When Maura Conine left Cincinnati for Chicago in 2015, she was going home. After six years living in the Queen City, where she met her husband Brandon (then a first-year resident at UC), got married, and started a family, she eventually moved back to the Windy City, where she grew up.
She also took the chance to start her own business, CAPSULE, a chic women’s boutique that would cap off Conine’s years of personal styling experience for high-end department store Nordstrom and allow her to carve out her own place in the fashion world.
CAPSULE’s lookbook tells a story of modern, mostly neutral pieces that customers can use to begin building their own capsule wardrobe (an industry term—currently trending among big-name brands like J.Crew—that essentially means “highly versatile mini wardrobe”). And therein lies CAPSULE’s brand identity: stylish but effortless, fresh but adaptable, fun but functional. “I was thinking about my vision, and I started looking into what a capsule wardrobe meant,” Conine says, “and without even knowing it, that’s how I was teaching my customers to buy and dress.” Conine found a lovely storefront and commenced building her brick-and-mortar brand in Chicago.
But 2019 changed everything: Brandon suddenly found himself without a job when his hospital, Metro South, closed down. That’s when the family made the difficult decision to leave Chicago. “Obviously, moving to a different state was a big bump in the road,” Conine says. “It was not expected. I just said, I’m closing it, I can’t deal. Then I started telling my best customers and they literally cried. It made me take a step back and take a breath and think about how to stay open,” she says.
Operating the boutique remotely from Cincinnati felt like a potential solution, so Conine made plans. “I decided to try to make it work long distance,” she says. “I had a great team of employees—a great stylist who I was going to promote to manager—so I just kind of took that and ran with it.”
As it happens, however, CAPSULE’s brand identity also includes Maura’s own identity and personality. So her attempt to run the shop from Cincinnati after the move just didn’t land. “It was pretty apparent pretty quickly that me being out of state running a business that was me wasn’t going to work,” Conine says. “Everything that’s in that store, I touch, from Instagram to promoting to personal shopping to the day-to-day grind. The store is me.”
Perhaps more importantly, Conine realized she needed that process as much as it needed her. “I opened a store, not to run it from afar,” she says. “I opened a store to be there every day and to mix with my customers and to learn about their lifestyles and to learn about what was going on with their families. I became friends with my customers.” Nevertheless, the “remote boutique” was a worthy experiment, as it showed a clearer way forward for Conine and her business. “I’m glad I did it,” she says. “It gave me the time to realize that I still wanted to do it. I still had the passion for it.”
Soon, it became clear that going back to Cincinnati would be its own kind of homecoming. Its new Mariemont Strand location, the former address of now-shuttered boutique Sara Benjamin’s, is steps from neighborhood flagships like Mariemont Theatre and a perfect tonal fit for the boutique. “When I decided I wanted to move it here, Mariemont was the No. 1 spot that I was looking at,” Conine says. “And the fact that a space opened up was like kismet. That I was able to acquire that space pushed me forward to jump off the cliff and just go for it.” Conine plans on hosting a soft opening for CAPSULE on Friday, May 29 from 10 a.m. to 6 p.m.
• • • •
[Problem details]:
According to the boutique article, what happened to Brandon in 2019? Use only the boutique article to answer.

(Referring expression pointing data)
• • • •
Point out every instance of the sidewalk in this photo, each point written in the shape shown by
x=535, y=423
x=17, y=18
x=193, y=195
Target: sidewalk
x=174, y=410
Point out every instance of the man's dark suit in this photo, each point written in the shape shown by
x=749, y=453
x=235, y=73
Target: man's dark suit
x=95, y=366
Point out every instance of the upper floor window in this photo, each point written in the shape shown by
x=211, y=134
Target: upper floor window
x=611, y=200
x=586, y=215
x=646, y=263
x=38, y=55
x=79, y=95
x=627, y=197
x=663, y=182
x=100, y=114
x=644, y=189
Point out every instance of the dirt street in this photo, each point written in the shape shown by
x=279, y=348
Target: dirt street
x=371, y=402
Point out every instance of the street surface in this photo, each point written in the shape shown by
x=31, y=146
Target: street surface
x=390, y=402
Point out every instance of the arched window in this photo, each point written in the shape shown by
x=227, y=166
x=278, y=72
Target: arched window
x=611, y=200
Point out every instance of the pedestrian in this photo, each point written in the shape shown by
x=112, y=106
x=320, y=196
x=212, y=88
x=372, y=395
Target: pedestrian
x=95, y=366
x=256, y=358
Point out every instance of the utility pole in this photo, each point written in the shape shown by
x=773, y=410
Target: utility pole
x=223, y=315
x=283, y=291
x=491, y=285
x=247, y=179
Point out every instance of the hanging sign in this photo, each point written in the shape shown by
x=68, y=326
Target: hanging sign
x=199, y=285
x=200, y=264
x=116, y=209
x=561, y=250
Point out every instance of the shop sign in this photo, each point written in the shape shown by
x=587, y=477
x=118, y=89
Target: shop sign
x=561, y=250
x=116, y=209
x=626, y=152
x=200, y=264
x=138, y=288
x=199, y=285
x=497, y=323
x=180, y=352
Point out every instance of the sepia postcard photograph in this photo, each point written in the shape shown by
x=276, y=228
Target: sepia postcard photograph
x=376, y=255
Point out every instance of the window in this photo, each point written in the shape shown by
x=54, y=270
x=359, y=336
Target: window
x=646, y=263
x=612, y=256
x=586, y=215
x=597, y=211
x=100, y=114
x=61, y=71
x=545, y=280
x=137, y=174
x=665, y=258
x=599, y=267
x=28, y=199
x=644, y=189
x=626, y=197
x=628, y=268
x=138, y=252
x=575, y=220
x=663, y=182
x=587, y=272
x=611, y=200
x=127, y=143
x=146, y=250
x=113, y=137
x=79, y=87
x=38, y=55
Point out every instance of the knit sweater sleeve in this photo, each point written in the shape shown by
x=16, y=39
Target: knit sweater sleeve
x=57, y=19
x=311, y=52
• • • •
[Result for this exercise]:
He lost his job when his hospital, Metro South, closed down.